Data
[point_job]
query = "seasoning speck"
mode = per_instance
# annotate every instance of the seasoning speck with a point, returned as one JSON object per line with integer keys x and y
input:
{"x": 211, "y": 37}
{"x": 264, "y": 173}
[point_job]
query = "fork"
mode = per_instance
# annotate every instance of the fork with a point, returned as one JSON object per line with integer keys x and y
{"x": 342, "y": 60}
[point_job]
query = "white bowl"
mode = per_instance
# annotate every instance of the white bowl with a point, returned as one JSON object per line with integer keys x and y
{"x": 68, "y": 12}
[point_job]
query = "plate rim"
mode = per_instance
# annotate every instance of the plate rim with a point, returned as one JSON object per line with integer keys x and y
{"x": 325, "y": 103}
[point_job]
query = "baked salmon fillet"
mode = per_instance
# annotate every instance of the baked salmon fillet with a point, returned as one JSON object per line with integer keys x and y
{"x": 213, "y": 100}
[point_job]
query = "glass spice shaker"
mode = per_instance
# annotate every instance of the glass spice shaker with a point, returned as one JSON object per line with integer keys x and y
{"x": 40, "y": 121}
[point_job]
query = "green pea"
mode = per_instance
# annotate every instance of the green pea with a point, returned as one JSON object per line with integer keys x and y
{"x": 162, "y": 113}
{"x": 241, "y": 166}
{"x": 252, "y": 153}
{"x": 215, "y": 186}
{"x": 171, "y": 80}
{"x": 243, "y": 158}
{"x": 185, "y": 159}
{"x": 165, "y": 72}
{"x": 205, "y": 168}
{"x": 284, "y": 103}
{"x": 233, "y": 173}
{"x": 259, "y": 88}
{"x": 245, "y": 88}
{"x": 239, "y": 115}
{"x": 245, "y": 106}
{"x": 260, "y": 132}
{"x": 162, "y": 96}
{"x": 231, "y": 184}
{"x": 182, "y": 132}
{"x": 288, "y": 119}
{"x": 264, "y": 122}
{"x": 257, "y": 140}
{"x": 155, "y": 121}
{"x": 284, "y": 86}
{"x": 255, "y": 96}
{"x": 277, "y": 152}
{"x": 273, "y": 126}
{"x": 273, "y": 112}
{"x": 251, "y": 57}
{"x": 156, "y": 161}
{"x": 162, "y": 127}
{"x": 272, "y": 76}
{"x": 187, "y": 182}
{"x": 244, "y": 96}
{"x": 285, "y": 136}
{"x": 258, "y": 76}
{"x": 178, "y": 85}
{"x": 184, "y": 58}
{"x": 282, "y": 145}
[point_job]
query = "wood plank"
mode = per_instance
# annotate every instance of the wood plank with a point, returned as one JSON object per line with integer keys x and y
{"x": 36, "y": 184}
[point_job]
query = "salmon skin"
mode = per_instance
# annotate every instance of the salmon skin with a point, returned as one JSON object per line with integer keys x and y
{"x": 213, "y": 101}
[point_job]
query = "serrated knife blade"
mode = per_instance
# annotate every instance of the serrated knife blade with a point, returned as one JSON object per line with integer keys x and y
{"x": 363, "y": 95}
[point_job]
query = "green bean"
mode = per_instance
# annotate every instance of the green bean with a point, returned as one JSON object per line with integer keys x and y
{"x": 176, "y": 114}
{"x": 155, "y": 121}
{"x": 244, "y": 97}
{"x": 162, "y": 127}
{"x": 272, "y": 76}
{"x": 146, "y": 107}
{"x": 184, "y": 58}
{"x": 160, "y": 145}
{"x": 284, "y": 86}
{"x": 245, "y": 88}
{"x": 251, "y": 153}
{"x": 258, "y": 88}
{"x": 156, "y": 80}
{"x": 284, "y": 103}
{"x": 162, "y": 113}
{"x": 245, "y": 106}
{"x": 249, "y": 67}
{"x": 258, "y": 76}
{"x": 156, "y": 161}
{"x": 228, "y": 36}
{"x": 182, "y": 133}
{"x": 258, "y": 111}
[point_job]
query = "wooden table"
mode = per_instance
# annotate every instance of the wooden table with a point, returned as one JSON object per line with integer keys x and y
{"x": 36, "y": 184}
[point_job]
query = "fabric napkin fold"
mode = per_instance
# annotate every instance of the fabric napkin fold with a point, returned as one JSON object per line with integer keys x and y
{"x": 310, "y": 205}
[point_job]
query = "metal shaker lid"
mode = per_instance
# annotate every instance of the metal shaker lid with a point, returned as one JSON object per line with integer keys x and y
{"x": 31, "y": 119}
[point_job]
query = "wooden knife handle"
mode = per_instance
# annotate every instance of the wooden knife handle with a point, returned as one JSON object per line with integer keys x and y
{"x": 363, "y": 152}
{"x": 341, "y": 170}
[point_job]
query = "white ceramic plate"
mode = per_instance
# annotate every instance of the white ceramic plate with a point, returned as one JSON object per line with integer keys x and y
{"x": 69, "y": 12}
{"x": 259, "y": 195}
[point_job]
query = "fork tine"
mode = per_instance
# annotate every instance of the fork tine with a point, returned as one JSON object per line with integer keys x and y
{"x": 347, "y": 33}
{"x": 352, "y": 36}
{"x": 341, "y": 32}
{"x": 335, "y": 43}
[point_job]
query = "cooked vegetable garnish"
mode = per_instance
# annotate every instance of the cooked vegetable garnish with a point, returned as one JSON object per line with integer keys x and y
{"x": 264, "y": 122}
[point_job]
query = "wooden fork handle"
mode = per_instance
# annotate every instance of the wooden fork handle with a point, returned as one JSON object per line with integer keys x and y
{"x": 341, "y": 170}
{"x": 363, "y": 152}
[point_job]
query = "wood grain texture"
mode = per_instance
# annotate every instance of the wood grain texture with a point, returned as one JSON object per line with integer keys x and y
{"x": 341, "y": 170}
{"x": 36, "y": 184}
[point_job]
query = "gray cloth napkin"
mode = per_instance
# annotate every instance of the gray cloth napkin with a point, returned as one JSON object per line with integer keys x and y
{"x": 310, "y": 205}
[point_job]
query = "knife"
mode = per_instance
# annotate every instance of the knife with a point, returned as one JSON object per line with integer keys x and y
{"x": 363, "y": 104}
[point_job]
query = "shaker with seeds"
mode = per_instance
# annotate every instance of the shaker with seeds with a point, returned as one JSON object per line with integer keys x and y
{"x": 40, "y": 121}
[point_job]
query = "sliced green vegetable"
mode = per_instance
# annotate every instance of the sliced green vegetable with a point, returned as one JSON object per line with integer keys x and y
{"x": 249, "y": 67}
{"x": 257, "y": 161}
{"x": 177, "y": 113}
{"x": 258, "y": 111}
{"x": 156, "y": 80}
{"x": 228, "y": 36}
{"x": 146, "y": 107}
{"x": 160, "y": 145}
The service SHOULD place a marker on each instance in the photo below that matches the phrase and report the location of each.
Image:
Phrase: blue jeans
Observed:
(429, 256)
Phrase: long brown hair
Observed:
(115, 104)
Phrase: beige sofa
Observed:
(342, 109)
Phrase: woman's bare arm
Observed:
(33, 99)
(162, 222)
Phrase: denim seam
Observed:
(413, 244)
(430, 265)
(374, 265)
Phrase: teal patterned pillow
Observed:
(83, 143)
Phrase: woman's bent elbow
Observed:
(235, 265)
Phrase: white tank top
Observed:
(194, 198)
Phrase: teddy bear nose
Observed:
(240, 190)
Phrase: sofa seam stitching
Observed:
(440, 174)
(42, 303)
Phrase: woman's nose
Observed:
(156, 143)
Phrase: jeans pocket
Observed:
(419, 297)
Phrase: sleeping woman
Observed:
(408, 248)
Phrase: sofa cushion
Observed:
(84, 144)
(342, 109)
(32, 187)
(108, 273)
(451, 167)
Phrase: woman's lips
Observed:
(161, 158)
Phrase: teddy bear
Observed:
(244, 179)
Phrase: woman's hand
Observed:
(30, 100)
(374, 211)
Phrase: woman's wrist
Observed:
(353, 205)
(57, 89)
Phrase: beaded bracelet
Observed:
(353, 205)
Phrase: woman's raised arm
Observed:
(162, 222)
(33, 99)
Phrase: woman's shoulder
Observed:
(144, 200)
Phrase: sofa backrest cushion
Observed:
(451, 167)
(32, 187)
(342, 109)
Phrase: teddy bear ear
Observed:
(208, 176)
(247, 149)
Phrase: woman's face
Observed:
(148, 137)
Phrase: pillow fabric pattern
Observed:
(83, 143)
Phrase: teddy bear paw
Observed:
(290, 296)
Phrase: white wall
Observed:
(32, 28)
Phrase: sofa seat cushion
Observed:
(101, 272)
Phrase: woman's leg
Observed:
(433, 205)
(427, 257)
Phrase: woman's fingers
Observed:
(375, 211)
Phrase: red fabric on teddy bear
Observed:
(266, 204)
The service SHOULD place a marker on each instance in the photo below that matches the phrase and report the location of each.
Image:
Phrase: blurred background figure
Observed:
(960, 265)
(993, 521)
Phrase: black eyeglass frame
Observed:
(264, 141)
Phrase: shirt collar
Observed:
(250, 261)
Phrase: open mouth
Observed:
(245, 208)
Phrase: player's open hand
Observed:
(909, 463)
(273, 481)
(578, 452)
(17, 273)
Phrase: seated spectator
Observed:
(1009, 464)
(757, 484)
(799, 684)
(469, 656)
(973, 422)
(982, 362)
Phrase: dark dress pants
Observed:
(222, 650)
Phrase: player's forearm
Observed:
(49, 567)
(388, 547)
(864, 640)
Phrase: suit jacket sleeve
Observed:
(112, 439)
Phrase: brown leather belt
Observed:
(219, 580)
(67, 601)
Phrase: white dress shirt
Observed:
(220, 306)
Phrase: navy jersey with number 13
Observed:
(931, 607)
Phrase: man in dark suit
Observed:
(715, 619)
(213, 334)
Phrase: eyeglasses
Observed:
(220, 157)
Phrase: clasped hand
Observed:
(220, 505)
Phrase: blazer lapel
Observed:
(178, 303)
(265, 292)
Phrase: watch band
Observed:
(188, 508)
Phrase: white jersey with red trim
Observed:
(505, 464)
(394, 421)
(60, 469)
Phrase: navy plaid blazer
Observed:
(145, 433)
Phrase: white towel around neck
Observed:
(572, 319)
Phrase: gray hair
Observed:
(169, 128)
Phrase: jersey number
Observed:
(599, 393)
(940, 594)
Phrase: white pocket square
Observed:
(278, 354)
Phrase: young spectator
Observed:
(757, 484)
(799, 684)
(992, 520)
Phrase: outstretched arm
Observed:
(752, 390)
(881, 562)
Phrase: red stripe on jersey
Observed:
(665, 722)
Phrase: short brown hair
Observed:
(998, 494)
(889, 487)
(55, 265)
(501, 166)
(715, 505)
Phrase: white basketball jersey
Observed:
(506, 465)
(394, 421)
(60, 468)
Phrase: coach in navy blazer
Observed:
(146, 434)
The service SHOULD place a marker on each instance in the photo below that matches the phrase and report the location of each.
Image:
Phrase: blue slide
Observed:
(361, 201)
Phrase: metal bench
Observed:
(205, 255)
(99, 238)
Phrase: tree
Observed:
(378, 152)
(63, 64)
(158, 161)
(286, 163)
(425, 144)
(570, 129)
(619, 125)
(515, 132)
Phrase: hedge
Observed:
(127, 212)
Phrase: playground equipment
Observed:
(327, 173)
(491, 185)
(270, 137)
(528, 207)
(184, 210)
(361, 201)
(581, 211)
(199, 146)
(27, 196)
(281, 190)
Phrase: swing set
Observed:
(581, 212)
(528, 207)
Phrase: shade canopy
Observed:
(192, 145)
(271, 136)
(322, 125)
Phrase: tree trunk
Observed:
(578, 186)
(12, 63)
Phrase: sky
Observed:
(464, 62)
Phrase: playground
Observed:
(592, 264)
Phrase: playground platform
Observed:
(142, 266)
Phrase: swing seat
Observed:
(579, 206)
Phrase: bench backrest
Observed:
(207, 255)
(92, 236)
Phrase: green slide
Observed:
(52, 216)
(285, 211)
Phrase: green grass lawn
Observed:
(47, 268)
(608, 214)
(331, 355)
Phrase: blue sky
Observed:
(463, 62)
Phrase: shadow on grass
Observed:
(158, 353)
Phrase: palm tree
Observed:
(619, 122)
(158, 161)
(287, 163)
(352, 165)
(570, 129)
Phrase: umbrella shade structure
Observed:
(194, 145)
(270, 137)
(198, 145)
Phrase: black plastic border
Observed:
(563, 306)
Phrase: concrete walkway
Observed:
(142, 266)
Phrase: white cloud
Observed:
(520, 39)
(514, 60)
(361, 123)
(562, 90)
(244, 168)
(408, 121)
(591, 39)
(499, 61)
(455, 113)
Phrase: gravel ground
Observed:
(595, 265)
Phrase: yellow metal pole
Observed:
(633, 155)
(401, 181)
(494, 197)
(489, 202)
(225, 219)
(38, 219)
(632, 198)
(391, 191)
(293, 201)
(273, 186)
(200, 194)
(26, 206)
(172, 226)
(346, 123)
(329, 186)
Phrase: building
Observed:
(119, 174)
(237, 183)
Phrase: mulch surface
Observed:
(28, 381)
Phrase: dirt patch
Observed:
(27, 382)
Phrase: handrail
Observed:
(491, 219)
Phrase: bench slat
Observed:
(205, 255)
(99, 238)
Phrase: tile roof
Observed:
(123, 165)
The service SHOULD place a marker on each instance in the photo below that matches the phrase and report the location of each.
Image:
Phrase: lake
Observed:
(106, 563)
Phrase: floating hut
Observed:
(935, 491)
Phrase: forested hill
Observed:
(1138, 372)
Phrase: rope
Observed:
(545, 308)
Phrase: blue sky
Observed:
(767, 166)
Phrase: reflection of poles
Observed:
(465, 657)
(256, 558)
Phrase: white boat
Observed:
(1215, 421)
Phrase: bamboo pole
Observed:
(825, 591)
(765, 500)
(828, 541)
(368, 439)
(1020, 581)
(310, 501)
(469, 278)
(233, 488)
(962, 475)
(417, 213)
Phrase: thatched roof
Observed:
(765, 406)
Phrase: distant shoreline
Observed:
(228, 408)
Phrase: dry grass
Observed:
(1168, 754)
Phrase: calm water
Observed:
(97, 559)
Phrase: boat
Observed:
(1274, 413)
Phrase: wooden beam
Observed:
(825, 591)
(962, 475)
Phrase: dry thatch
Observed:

What to work on
Using the data above, tally the lines that contain the string "blazer" and state only the result.

Solution for this problem
3